__Written task 1__
Edit the Kantorovich inequality paper by reproducing everything from "At the beginning" down to "a unit vector.", with "classical inequality" changed to "scalar inequality".
__Written task 2__
Answer these questions using the Kantorovich inequality paper:
(a) In which journal did the paper whose main result is improved appear?
(b) What interval contains the spectrum of the positive operator A?
(c) Which reference number is given for the excellent survey on the topic?
__Written task 3__
List every author named in the citation within the abstract of the Kantorovich inequality paper.
** Begin Text **
New Refinement of the Operator Kantorovich Inequality

Abstract

We focus on the improvement of operator Kantorovich type inequalities. Among the consequences, we improve the main result of the paper [H.R. Moradi, I.H. Gümüş, Z. Heydarbeygi, A glimpse at the operator Kantorovich inequality, Linear Multilinear Algebra, doi:10.1080/03081087.2018.1441799].

1. Notation and Preliminaries

At the beginning of this paper, we cite the following inequality which is called the operator Kantorovich inequality [1]:

$$\mathrm{\Phi }\left(A^{-1}\right)\le \frac{{\left(M+m\right)}^2}{4Mm}\mathrm{\Phi }{\left(A\right)}^{-1}$$

(1)

where $\mathrm{\Phi }$ is a normalized positive linear map from $\mathcal{B}\left(\mathcal{H}\right)$ to $\mathcal{B}\left(\mathcal{K}\right)$, (we represent $\mathcal{H}$ and $\mathcal{K}$ as complex Hilbert spaces throughout the paper) and A is a positive operator with spectrum contained in $\left[m,M\right]$ with $0<m<M$. This is a non-commutative analogue of the classical inequality [2],

$$〈Ax,x〉〈A^{-1}x,x〉\le \frac{{\left(M+m\right)}^2}{4Mm}$$

where $x\in \mathcal{H}$ is a unit vector.

In recent years, various attempts have been made by many authors to improve and generalize the operator Kantorovich inequality. One may see the basic references [3,4,5] and the excellent survey [6] on this topic. In [7], it was shown that

$$\mathrm{\Phi }\left(A^{-1}\right)\le \mathrm{\Phi }\left(m^{\frac{A-MI}{M-m}}{M}^{\frac{mI-A}{M-m}}\right)\le \frac{{\left(M+m\right)}^2}{4Mm}\mathrm{\Phi }{\left(A\right)}^{-1}.$$

(2)
** End Text **
** Begin Available data **
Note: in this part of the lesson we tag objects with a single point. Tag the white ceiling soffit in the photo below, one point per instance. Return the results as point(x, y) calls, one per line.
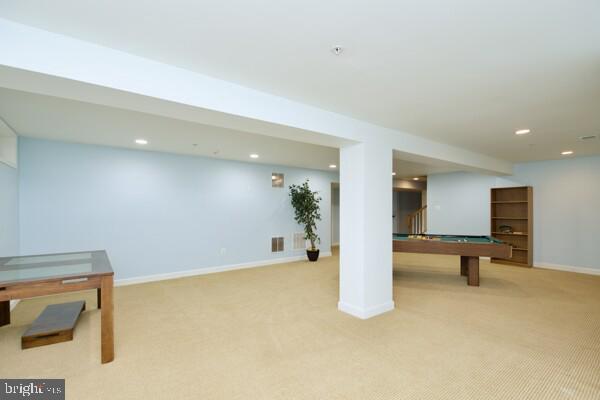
** End Available data **
__Written solution 1__
At the beginning of this paper, we cite the following inequality which is called the operator Kantorovich inequality [1]:

$$\mathrm{\Phi }\left(A^{-1}\right)\le \frac{{\left(M+m\right)}^2}{4Mm}\mathrm{\Phi }{\left(A\right)}^{-1}$$

(1)

where $\mathrm{\Phi }$ is a normalized positive linear map from $\mathcal{B}\left(\mathcal{H}\right)$ to $\mathcal{B}\left(\mathcal{K}\right)$, (we represent $\mathcal{H}$ and $\mathcal{K}$ as complex Hilbert spaces throughout the paper) and A is a positive operator with spectrum contained in $\left[m,M\right]$ with $0<m<M$. This is a non-commutative analogue of the scalar inequality [2],

$$〈Ax,x〉〈A^{-1}x,x〉\le \frac{{\left(M+m\right)}^2}{4Mm}$$

where $x\in \mathcal{H}$ is a unit vector.

__Written solution 2__
(a) Linear Multilinear Algebra
(b) $\left[m,M\right]$, with $0<m<M$
(c) [6]

__Written solution 3__
H.R. Moradi
I.H. Gümüş
Z. Heydarbeygi